[Exercise task]: Extract every line from the entries below that contains the string "sample", treating uppercase and lowercase letters as different.

* * *

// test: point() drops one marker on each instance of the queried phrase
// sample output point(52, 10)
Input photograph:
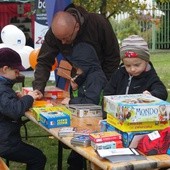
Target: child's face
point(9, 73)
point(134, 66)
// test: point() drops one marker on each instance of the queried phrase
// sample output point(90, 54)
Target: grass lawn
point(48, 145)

* * *

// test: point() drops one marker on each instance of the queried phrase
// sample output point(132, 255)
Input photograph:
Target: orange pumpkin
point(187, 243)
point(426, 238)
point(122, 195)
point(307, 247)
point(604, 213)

* * *

[The result]:
// sample output point(52, 10)
// sample output point(90, 54)
// sample output point(132, 255)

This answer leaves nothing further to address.